| Source text |
Arsenic Alert: The Danger of Tampering with a Fine-Tuned Poison

Arsenic Alert: The Danger of Tampering with a Fine-Tuned Poison

I had just finished high school and was grateful for a summer job as a janitor at the Vancouver Sun newspaper. A major part of that job was shoveling up printers’ lead and putting it into an open melting vat, all the while breathing in the exhalation from a hundred chain-smokers. Several decades later, I found out the hard way, through a couple of health crises, the consequence of being exposed to too much environmental arsenic.

Of the 92 naturally occurring elements in the periodic table, arsenic is one of 22 that rank as “vital poisons.” These are substances that, if present in the human body in too low or too high levels, will lead to serious health consequences. For several decades scientists have known just how little difference exists between too little and too much arsenic in the body. But today we can see the consequences of ignoring how human activity impacts that carefully fixed amount.

The good side of arsenic is that it supports the metabolism of methionine (an essential amino acid), helps control gene expression, plays a crucial role in regulating digestion, and also seems to support reproductive health. The human body needs one part in ten million (by body weight) for optimal health. Adverse effects become noticeable when the body’s arsenic level falls below one part in 100 million. However, when exposure to inorganic arsenic rises to one part in three million, chronic health problems result.

| Provided material |
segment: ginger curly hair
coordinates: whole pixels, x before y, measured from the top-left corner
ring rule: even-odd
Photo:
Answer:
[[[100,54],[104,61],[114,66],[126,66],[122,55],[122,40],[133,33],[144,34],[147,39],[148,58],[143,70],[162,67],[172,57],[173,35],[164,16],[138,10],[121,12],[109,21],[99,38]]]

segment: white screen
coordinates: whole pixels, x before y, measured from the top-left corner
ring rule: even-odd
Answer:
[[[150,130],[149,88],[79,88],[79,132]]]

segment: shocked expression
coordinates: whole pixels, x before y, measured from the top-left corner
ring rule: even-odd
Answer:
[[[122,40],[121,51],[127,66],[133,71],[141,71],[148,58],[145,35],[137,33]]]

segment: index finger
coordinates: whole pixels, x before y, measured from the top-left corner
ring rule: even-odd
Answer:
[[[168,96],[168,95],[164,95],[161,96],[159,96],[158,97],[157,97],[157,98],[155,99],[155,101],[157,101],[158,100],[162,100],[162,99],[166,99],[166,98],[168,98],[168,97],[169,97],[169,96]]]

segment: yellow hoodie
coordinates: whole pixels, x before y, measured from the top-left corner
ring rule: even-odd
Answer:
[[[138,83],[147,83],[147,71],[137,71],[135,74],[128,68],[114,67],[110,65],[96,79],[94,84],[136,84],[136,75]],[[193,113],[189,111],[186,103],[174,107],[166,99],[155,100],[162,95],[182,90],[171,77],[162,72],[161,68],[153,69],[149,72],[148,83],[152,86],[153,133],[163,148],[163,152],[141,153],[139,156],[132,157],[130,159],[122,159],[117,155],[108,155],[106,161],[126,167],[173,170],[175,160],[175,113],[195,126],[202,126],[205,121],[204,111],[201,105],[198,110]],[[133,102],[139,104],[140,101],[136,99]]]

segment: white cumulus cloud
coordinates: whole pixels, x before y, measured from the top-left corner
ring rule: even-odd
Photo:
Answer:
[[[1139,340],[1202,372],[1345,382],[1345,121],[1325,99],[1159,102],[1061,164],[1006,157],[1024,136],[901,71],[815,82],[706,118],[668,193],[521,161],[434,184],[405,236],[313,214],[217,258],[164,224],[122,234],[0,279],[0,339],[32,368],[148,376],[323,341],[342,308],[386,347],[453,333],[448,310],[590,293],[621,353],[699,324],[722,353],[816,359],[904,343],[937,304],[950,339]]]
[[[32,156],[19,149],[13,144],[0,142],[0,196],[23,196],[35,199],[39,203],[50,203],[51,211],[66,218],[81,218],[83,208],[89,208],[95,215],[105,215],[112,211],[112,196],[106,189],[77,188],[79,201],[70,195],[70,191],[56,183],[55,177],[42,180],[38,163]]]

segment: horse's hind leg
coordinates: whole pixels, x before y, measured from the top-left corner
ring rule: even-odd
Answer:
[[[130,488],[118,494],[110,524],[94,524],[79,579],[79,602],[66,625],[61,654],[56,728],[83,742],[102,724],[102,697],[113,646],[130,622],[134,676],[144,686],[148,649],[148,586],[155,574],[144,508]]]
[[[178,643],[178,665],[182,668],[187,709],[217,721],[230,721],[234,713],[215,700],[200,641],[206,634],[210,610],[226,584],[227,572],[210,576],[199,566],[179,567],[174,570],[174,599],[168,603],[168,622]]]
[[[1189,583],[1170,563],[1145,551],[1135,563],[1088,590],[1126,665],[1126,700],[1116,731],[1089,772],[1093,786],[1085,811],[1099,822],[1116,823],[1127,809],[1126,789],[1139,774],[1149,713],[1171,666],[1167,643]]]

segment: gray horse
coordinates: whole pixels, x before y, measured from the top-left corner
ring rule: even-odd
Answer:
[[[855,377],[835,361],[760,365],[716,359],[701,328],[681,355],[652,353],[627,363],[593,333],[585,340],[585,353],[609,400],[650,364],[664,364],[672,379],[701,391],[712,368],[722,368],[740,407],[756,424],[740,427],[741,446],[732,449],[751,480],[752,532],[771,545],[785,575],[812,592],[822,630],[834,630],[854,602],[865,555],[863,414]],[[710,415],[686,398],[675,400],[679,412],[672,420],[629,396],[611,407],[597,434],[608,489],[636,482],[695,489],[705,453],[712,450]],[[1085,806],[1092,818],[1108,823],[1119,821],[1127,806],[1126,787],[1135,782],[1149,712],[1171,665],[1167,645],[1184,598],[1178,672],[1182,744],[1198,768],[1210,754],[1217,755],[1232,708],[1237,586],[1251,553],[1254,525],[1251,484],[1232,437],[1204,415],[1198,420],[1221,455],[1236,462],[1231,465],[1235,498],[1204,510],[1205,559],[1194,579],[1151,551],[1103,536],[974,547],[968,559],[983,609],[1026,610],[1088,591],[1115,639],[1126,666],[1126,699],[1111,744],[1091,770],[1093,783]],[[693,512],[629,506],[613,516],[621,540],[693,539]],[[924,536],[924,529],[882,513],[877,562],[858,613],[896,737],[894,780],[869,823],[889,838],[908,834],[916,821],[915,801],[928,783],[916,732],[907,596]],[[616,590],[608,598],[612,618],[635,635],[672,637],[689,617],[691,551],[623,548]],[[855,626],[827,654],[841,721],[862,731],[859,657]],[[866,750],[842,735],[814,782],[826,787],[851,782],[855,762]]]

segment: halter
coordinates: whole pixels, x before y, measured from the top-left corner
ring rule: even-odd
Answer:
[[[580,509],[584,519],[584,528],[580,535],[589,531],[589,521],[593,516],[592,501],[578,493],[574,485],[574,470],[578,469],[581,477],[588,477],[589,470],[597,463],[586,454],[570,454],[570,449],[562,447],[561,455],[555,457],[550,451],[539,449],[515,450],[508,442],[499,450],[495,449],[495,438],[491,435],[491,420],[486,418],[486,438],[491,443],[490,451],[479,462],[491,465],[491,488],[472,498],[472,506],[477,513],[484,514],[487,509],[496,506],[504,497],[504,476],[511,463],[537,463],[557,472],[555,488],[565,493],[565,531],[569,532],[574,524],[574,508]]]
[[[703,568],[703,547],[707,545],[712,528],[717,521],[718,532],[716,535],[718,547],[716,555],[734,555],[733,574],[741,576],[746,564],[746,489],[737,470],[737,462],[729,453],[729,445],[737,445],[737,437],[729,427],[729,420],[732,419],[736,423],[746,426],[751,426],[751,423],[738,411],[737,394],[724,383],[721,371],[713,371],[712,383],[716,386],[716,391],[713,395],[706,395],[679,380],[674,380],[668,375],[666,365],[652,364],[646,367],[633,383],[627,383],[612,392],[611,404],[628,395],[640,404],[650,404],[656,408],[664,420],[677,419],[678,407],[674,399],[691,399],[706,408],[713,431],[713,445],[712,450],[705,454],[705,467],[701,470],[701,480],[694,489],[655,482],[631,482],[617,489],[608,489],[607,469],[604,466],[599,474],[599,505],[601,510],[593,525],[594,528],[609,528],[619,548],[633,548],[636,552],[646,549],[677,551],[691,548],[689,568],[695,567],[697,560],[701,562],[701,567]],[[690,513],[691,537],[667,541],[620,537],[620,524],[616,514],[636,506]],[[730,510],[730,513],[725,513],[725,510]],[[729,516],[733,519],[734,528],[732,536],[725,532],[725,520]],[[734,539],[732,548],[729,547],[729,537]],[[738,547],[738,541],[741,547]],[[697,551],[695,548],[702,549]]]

| Prompt 1 |
Reproduce word for word the part of the arsenic article that opens with "The good side" and closes with "health problems result.".
| Prompt 2 |
Write the next part of the arsenic article, picking up after its final sentence.

| Task output 1 |
The good side of arsenic is that it supports the metabolism of methionine (an essential amino acid), helps control gene expression, plays a crucial role in regulating digestion, and also seems to support reproductive health. The human body needs one part in ten million (by body weight) for optimal health. Adverse effects become noticeable when the body’s arsenic level falls below one part in 100 million. However, when exposure to inorganic arsenic rises to one part in three million, chronic health problems result.

| Task output 2 |
NOTE: On the periodic table, Arsenic (As) falls right below phosphorus (P). Thus, arsenic can often substitute for phosphorus in animal biochemistry––with devastating health consequences.

Scientists have recently discovered that large segments of the world’s population are exposed to inorganic arsenic levels as high as or higher than the dangerous level I encountered at the Vancouver Sun. Mining and burning of coal, mining of gold, lead, zinc, cobalt, nickel and other metals, manufacture of microelectronics, use of wood preservatives, pesticides, and fungicides, and expansive exploitation of oil deposits all contribute to this increase.1

People living in parts of China, Taiwan, Slovakia, India, and Bangladesh seem to be the most affected. They experience much higher than the global average incidence of cardiovascular disease, anemia, non-melanoma skin cancers, liver cancer, neuropathy, depression, and lung dysfunction.2 However, the rest of the world’s population has not escaped impact. Studies reveal a link, for example, between arsenic exposure and Type 2 diabetes, which is reaching epidemic proportions.3 Although humans are hit hardest, all large-bodied, long-lifespan mammals suffer. Some researchers suggest that perhaps even the worldwide decline in honeybee populations may be caused (at least in part) by the rise in inorganic arsenic levels in the atmosphere and water.

We stand to learn much from this discovery:

• Humans have a responsibility to restore Earth’s arsenic (and all 22 vital poisons) to the level that existed at the time of Adam and Eve.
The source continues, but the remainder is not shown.